-- BEGIN DATA ROWS --

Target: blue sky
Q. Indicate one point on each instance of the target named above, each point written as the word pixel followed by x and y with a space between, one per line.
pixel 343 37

-- END DATA ROWS --
-- BEGIN DATA ROWS --

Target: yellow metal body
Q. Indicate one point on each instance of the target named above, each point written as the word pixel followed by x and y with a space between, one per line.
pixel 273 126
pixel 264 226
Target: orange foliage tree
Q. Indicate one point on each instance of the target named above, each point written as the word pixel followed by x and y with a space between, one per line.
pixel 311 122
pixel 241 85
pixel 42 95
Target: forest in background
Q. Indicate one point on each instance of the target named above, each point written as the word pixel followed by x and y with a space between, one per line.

-- END DATA ROWS --
-- BEGIN DATA ROWS --

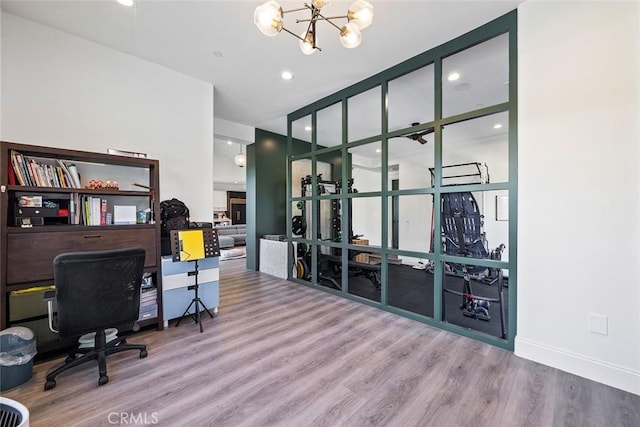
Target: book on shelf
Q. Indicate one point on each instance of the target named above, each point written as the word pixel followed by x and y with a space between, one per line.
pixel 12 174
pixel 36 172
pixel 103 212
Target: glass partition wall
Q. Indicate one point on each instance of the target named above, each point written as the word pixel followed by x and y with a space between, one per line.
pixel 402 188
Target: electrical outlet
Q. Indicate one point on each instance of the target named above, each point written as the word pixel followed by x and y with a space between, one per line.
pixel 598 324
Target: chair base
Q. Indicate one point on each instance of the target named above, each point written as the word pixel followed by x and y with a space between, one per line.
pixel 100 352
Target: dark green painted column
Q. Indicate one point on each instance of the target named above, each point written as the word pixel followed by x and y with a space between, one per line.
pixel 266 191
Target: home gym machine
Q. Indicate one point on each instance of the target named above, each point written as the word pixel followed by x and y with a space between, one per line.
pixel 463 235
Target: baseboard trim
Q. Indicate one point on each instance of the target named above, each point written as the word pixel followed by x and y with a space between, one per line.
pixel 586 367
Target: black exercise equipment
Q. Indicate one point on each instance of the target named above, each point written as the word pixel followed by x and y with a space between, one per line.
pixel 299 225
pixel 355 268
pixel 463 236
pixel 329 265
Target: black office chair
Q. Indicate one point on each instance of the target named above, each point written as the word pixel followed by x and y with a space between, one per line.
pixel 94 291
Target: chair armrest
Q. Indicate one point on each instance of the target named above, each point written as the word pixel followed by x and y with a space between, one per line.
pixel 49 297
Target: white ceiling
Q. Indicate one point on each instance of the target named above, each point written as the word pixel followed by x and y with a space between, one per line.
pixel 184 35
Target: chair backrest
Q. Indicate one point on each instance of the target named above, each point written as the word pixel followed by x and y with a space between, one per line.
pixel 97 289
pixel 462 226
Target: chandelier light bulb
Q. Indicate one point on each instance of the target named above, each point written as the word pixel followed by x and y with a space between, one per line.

-- END DATA ROWS --

* **EXERCISE DESCRIPTION**
Output, unchanged, the lines from the one containing "Target: blue sky" through the one containing "pixel 343 37", including both of those lines.

* **RESPONSE**
Target: blue sky
Q. Indicate one point on each instance of the target named above, each point written as the word pixel followed by x and y with a space between, one per line.
pixel 343 37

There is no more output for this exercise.